[BEGIN]

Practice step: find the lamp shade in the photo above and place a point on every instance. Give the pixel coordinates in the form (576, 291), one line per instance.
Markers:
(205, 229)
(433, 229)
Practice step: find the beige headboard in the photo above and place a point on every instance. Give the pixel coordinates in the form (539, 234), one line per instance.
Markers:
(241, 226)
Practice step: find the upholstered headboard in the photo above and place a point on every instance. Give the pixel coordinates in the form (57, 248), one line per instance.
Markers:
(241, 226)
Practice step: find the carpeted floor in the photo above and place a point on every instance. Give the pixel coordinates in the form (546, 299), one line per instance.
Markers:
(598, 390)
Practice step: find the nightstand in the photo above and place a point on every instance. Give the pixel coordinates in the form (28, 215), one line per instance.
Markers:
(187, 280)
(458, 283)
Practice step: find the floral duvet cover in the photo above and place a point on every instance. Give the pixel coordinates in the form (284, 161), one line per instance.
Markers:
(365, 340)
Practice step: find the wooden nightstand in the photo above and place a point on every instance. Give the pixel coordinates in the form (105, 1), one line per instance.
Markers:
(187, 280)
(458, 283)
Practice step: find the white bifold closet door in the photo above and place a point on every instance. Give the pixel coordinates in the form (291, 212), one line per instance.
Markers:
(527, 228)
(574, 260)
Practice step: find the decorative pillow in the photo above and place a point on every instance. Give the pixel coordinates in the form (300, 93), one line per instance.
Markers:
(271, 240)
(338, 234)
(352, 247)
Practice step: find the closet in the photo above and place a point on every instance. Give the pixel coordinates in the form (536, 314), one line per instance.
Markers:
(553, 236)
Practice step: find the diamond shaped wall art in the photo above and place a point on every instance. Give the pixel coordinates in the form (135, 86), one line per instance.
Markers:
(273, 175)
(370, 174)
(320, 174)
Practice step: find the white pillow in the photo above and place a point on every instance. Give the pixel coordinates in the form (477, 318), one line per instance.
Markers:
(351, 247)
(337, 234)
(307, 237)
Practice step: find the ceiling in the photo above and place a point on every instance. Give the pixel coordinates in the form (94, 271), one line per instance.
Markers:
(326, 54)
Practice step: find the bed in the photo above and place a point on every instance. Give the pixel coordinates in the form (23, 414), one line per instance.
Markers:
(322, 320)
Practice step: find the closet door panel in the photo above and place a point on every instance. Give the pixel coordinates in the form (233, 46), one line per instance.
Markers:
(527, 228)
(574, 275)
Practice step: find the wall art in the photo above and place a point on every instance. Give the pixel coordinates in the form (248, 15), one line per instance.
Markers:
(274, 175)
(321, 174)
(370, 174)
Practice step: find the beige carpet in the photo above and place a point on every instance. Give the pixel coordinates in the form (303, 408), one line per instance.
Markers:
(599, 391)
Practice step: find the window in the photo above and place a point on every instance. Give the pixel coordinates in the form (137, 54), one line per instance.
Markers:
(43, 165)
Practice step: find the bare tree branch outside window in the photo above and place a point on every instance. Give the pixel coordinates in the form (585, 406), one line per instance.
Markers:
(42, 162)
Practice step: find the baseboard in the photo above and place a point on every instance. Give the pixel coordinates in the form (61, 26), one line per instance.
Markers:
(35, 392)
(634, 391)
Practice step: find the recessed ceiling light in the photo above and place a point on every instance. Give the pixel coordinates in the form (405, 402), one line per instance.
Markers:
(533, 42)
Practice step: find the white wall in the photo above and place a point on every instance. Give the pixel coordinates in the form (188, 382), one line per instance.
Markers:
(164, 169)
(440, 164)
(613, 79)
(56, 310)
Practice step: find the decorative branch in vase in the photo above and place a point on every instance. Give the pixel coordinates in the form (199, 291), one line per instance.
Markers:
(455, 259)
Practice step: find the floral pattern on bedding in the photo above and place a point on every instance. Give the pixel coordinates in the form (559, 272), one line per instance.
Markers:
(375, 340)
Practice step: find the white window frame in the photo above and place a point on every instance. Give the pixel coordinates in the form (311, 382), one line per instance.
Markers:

[END]

* [Task] Extract every record. Keep wording exact.

* [Answer to the problem]
Practice step: find the lamp shade in the photo above and place a point on every instance. Give the pixel coordinates in the form (576, 291), one line per instance.
Markers:
(205, 229)
(433, 229)
Practice step: find the beige headboard in the photo above and place a point on every instance. Give the pixel coordinates in the form (539, 234), one line per instance.
Markers:
(241, 226)
Practice step: find the upholstered headboard in the photo above and place a point on every instance. Give the pixel coordinates in the form (57, 248), one line per instance.
Markers:
(241, 226)
Practice step: find the carpeted floor in the photo above and place a point on every instance. Give the pixel coordinates in the form (546, 299), one line per instance.
Markers:
(598, 390)
Practice step: find the nightstand in the photo above and place a point on every instance. Give the pixel coordinates in the form (28, 215), one line per instance.
Markers:
(187, 280)
(458, 283)
Practice step: find the floral duvet cover in the photo above and place a point on every instance. Give the pixel coordinates in the form (284, 161), one line per instance.
Markers:
(365, 340)
Practice step: find the wooden nightstand in the photo above and place a point on every instance. Give the pixel coordinates in the form (105, 1), one line per instance.
Markers:
(187, 280)
(458, 283)
Practice step: find the white bifold closet door in the photo above and place a point on every instance. Give the pixel coordinates in the form (291, 212), one line per instance.
Markers:
(527, 228)
(574, 260)
Practice step: find the decorative pillow in the photo above and place a point on every instance. Give the pixel coordinates in the form (300, 93), one line per instance.
Markers:
(271, 240)
(338, 234)
(352, 247)
Practice step: find the closet in the photo above and place a point on every instance. Give the pixel coordinates in the form (536, 314), one line per instance.
Markers:
(553, 236)
Practice step: find the diamond shaped wall art in the photo above and place a point on every instance. Give the pixel coordinates in the form (135, 86), one line per instance.
Markers:
(273, 175)
(370, 174)
(320, 174)
Practice step: find the white pillow in the photo above and place a point on every instance. Give the pixel coordinates in the form (477, 318), one line per instance.
Markers:
(351, 247)
(337, 234)
(307, 237)
Practice step: find the ceiling in the photo above and place a point on every instance. Give the pixel coordinates in the form (94, 271), one line per instance.
Markers:
(326, 54)
Practice step: find the bed in the photo above and place a point on every instance. Give the pixel coordinates in the form (23, 414), one line per instance.
Markers:
(322, 320)
Practice step: find the closet door panel in the photo above and place a point on every instance. Give the pixel coordinates in the form (233, 46), one line per instance.
Markers:
(527, 228)
(574, 275)
Practice step: find the wall art in the photo above and place a point on every instance. Give the pixel coordinates in the form (248, 15), one line per instance.
Markers:
(274, 175)
(321, 174)
(370, 174)
Practice step: find the beige carpet in the photo above and place a point on every instance. Give the pixel coordinates in the form (303, 408), one line per instance.
Markers:
(599, 391)
Practice step: find the window in the photo above and place a point on every instance. Give the pixel coordinates in the form (137, 54), one line per instance.
Markers:
(43, 165)
Practice step: find the bare tree branch outside window in the photo above and place a point on every instance. Give the pixel coordinates in the form (585, 406), one line per instance.
Markers:
(42, 162)
Practice step: find the baseboard in the photo above and place a point on every instance. Give the pixel coordinates in the form (61, 26), one line per instance.
Markers:
(35, 392)
(634, 391)
Practice step: find the recessed ceiling light in the photo above and place a point on every instance. Give the pixel coordinates in the form (405, 402), one line per instance.
Markers:
(533, 42)
Practice step: find the white wall in the photo above and place a point on every instance. Give the pixel coordinates in the form (188, 382), one line per instance.
Markers:
(164, 169)
(440, 164)
(613, 79)
(56, 310)
Practice step: find the decorative branch in vase in the photo above and place a point on every instance. Give the pixel coordinates in the form (199, 291), one line per instance.
Markers:
(455, 259)
Practice step: find the floral pattern on bedding in the photo above and place a point on every instance. Give the pixel coordinates in the form (559, 272), one line per instance.
Markers:
(375, 340)
Practice step: find the white window frame in the photo above and place a point on every instance. Give the pixel coordinates in the form (311, 382), one line per instance.
Markers:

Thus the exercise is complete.